**Work to be completed**
Rewrite the material below, changing every "return the coordinates" to "list the coordinates" and leaving everything else as it is.

**Extracted records**
[BEGIN]

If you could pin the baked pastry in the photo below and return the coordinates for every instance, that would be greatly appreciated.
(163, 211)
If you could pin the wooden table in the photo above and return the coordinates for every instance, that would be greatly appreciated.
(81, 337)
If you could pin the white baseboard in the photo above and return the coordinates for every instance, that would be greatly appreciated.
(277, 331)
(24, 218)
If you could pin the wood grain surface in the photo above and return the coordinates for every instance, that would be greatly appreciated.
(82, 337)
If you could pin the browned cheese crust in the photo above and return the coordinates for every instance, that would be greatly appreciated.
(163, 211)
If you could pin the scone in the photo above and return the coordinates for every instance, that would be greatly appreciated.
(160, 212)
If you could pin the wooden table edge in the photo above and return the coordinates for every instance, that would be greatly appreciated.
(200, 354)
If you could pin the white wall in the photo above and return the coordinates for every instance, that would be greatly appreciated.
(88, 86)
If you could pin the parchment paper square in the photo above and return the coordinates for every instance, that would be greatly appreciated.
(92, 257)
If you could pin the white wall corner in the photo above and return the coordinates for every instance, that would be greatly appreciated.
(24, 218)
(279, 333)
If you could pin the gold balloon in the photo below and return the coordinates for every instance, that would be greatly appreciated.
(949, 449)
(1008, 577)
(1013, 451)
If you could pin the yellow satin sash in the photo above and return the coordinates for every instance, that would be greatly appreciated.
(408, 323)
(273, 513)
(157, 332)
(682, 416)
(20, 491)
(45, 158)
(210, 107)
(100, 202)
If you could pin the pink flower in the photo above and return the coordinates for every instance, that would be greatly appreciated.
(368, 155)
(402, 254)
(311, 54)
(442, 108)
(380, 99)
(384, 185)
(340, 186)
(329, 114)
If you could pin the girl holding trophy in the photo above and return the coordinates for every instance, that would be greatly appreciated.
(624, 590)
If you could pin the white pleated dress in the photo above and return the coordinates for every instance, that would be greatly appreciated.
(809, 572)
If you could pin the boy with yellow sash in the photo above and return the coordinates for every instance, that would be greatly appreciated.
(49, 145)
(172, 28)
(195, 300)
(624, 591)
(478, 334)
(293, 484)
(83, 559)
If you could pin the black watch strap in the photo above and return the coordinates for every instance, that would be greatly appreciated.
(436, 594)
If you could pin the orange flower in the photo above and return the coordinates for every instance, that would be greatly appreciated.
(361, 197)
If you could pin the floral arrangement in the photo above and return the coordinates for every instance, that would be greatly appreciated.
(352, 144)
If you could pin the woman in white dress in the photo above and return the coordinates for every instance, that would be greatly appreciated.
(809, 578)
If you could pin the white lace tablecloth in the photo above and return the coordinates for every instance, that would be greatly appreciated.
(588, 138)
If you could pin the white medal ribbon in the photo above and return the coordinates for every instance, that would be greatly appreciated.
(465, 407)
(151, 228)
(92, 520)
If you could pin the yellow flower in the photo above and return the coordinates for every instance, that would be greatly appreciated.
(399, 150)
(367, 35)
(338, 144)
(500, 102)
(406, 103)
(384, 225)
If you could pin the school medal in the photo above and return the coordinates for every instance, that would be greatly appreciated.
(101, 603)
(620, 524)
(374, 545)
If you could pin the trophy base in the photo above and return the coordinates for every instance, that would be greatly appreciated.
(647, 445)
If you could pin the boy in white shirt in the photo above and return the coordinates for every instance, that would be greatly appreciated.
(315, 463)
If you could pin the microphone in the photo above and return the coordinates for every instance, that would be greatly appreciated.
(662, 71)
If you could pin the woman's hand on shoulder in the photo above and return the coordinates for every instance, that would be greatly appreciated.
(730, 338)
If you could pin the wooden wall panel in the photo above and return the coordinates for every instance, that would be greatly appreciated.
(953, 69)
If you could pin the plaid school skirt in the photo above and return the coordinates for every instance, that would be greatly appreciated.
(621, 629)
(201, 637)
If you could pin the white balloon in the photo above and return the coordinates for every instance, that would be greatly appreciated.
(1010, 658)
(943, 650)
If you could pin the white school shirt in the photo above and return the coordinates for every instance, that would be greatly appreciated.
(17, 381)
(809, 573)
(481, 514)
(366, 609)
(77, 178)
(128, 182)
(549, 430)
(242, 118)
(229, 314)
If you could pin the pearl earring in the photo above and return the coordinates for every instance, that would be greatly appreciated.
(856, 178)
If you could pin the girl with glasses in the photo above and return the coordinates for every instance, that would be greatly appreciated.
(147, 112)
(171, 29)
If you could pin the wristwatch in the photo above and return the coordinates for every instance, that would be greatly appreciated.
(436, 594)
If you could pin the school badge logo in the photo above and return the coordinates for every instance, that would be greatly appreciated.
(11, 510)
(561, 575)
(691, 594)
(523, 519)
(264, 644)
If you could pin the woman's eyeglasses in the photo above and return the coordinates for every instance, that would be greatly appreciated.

[END]

**Result of this task**
If you could pin the baked pastry in the photo below and list the coordinates for every instance, that would be greatly appreciated.
(163, 211)
If you could pin the wooden table in the photo above and list the coordinates for every instance, that would be greatly appreciated.
(81, 337)
If you could pin the white baseboard in the photo above and list the coordinates for every instance, that would be greatly appreciated.
(277, 331)
(24, 218)
If you could pin the wood grain surface in the photo above and list the coordinates for every instance, that would be greatly appreciated.
(82, 337)
If you could pin the browned cheese crust in the photo above and list the coordinates for every instance, that would be greatly appreciated.
(163, 211)
If you could pin the scone in the photo above and list the coordinates for every instance, that would be greatly appreciated.
(160, 212)
If you could pin the wooden table edge in the photo above and list the coordinates for every instance, that would be greatly appreciated.
(200, 354)
If you could pin the white wall in the photo above and list the coordinates for every instance, that would be greatly appreciated.
(88, 86)
If you could pin the parchment paper square in the photo above and list the coordinates for every instance, that would be greatly appreciated.
(92, 257)
If you could pin the white wall corner in the photo above and list the coordinates for every instance, that would be greatly appreciated.
(24, 218)
(279, 333)
If you could pin the gold balloon in the photo below and list the coordinates for every instance, that would be greatly appreciated.
(949, 449)
(1008, 577)
(1013, 451)
If you could pin the yellow satin sash in the photo above and list the coordinates for every instance, that would be greatly appreciated.
(408, 323)
(273, 513)
(157, 332)
(682, 416)
(20, 491)
(45, 158)
(210, 107)
(100, 202)
If you could pin the pink flower in the photo above and list the coordinates for every instance, that would be greatly appreciated.
(368, 155)
(402, 254)
(311, 54)
(442, 108)
(380, 99)
(384, 185)
(340, 186)
(329, 114)
If you could pin the girl holding trophy in the photo above and list the coordinates for every instance, that would be greatly appreciated.
(624, 590)
If you could pin the white pleated dress in the photo above and list the coordinates for every instance, that would be greatly appreciated.
(809, 572)
If you could pin the boy with yellow sash in the photo above and list the coordinates for every instance, that would be greatly appreciated.
(49, 145)
(172, 28)
(195, 300)
(624, 591)
(478, 334)
(293, 484)
(83, 559)
If you could pin the black watch strap in the photo above and list the coordinates for every instance, that would be greatly appreciated.
(436, 594)
If you could pin the orange flower in the photo above and list the coordinates for every instance, that would be greatly appreciated.
(361, 197)
If you could pin the floral arrangement in the photo above and list the coordinates for every instance, that would be greatly appreciated.
(352, 144)
If you could pin the woman in white dress in the photo above and list the coordinates for every instance, that would be greatly appreciated.
(809, 578)
If you could pin the white lace tablecloth in the photo above and list the coordinates for every instance, that would be greatly appreciated.
(588, 138)
If you could pin the white medal ribbon in the photo above and list the coordinates for every instance, that would be greatly appreciated.
(465, 407)
(151, 228)
(92, 520)
If you could pin the yellow flower in the photo above and list the coordinates for every instance, that would be greatly appreciated.
(399, 150)
(367, 35)
(338, 144)
(500, 102)
(406, 103)
(384, 225)
If you could pin the school medal in the photo above and list the coordinates for every instance, that would be greatly appreciated.
(101, 603)
(620, 524)
(374, 545)
If you could pin the trophy base in the photo above and list the coordinates for every instance, that would be greatly appreciated.
(647, 445)
If you could pin the boy in white shirt in the photo above and list the coordinates for every instance, that would be greatly appreciated.
(315, 463)
If you could pin the microphone in the photo above and list the coordinates for every instance, that would be greatly appreciated.
(662, 71)
If you could pin the woman's hand on shoulder in the photo above and list the coordinates for every instance, that would be greatly appreciated.
(730, 338)
If you could pin the wooden wall panel in the photo above and list the coordinates for every instance, that would be greatly appreciated.
(953, 69)
If you could pin the plaid school skirt in the photo above and list the coordinates for every instance, that would be greatly appreciated.
(621, 629)
(201, 637)
If you could pin the white balloon in the photo above and list the coordinates for every instance, that would be greatly appreciated.
(1010, 658)
(943, 650)
If you could pin the white school shirt in the photo above and list the coordinates for every instance, that would be greatly appreciated.
(17, 381)
(809, 573)
(481, 514)
(366, 609)
(77, 178)
(128, 182)
(549, 430)
(242, 118)
(229, 314)
If you could pin the pearl earring in the photo above and list the coordinates for every instance, that would be greatly appreciated.
(856, 178)
If you could pin the girl with glasses in the photo above and list the coordinates for every instance, that would be greatly appreciated.
(147, 112)
(171, 29)
If you could pin the wristwatch in the photo above and list the coordinates for every instance, that would be greatly appreciated.
(436, 594)
If you could pin the school badge logo in the photo above and list the coordinates for every instance, that would be greatly appreciated.
(11, 510)
(561, 575)
(691, 594)
(523, 519)
(264, 644)
If you could pin the woman's eyeglasses in the photo above and list the coordinates for every instance, that would be greatly appreciated.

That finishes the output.